Goal
Output all records precisely as written.

[Position identification records]
────────────────────
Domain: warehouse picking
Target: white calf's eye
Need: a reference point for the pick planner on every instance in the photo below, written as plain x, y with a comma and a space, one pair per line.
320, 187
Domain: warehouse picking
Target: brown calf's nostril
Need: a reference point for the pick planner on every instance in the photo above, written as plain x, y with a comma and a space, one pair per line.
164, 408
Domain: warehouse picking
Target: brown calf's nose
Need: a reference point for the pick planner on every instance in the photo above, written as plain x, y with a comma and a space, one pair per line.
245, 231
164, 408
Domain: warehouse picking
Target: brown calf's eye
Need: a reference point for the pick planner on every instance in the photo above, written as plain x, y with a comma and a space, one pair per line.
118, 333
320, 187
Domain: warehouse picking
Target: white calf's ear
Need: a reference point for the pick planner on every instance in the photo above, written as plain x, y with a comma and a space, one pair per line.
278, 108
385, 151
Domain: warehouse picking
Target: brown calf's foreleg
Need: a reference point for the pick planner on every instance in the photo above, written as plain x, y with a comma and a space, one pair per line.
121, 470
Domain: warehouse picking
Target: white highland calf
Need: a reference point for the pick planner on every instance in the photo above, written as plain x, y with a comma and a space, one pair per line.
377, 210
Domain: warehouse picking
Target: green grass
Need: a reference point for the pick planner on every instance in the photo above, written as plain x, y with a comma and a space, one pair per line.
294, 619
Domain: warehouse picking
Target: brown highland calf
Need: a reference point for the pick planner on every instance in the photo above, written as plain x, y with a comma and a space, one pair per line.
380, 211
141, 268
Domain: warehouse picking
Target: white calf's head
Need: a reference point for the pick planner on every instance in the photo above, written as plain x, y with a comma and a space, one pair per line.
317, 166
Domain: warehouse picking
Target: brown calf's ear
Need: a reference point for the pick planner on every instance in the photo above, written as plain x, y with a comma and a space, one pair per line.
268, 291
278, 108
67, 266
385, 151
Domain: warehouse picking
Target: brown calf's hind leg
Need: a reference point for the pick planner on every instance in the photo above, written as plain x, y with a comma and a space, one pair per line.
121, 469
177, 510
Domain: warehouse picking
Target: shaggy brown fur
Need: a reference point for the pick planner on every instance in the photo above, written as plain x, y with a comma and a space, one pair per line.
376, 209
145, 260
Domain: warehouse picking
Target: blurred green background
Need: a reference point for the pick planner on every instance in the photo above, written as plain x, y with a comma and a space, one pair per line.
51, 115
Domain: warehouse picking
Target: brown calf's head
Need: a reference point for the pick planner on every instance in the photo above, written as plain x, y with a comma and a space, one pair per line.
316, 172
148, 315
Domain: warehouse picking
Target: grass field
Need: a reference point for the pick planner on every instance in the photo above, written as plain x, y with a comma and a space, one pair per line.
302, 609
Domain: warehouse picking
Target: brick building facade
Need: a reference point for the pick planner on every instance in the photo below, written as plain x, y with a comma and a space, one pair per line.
────────────────────
Full output
Domain: warehouse picking
Target: white calf's eye
Need: a reference point for the pick planner on every instance in the photo below, written as plain x, y with a comma and a space, one pair per line.
320, 187
Domain: warehouse picking
Target: brown calf's nostril
Need: a reference point for the pick planner on every instance in the photo above, written as plain x, y with a comma and a space, one pair per line.
164, 408
Domain: warehouse picking
Target: brown calf's nose
Need: a reference point for the pick planner on every instance in the photo above, written as plain x, y with a comma and a space, one pair per line.
245, 231
164, 408
Domain: warehouse picking
Target: brown calf's eye
Need: a reference point for the pick planner on every instance in the photo above, written as plain x, y with a comma and a space, one pair per line.
118, 333
320, 187
Domain: warehouse picking
Target: white calf's ear
Need: a reference point for the pick planner on every instance in the photo above, written as plain x, y with a comma and a space, one pair per line.
278, 108
385, 151
Domain: warehouse picking
Target: brown calf's foreleg
Need: a reference point for the pick planner on every instance in the photo above, written as plain x, y with a comma and a space, one pair per line.
121, 470
Domain: warehouse picking
Target: white highland calf
Need: a reference point for the pick planner on every instance in the photo above, written as plain x, y with a comma and a space, one pair per line.
377, 210
Domain: warehouse picking
Target: green grass
Need: a reference point for the pick planner on every instance in the photo above, written as plain x, y with a comma and a space, one pair per line.
294, 619
Domain: warehouse picking
Target: brown highland calf
Need: a reference point for the pick planner on every instance in the photo above, written as plain x, y with a comma and a space, one pair per line.
380, 211
141, 268
Domain: warehouse picking
Target: white calf's head
Need: a reference point for the pick planner on every instance in the photo above, written as plain x, y with a comma and a space, one pair per line.
317, 166
Domain: warehouse picking
Target: brown calf's ear
Need: a reference point for the pick planner on every instance in the photo above, written as plain x, y with a comma and a space, one pair per line.
268, 291
278, 108
67, 266
385, 151
Domain: warehouse picking
Target: brown calf's hind leg
Need: a reference point for the pick planner on every instance in the photo above, written as plain x, y with a comma and a space, one pair per line.
121, 469
177, 510
Domain: warehouse picking
Target: shaggy brown fur
Need: a reference point for the pick planner on every instance in the photo above, written as plain x, y with a comma and a space, one pair per line.
376, 209
145, 260
Domain: warehouse picking
Target: blurred green background
Need: a reference point for the pick planner on every instance in the photo above, written as plain x, y with a comma and a space, one pair per line.
51, 115
Domain: warehouse picking
Target: brown calf's head
Need: a reference point for the pick planner on every instance in the photo above, written as plain x, y with a comma and a space, one pair per line.
316, 172
148, 315
Domain: warehouse picking
Target: grass field
Need: a reference point for the pick planner on every instance in the photo above, written as plain x, y with a comma and a space, one pair per line.
302, 609
Domain: warehouse picking
Target: brick building facade
Need: a reference point for the pick planner on every instance in the photo below, written as plain x, y with a comma and a space, one pair per line.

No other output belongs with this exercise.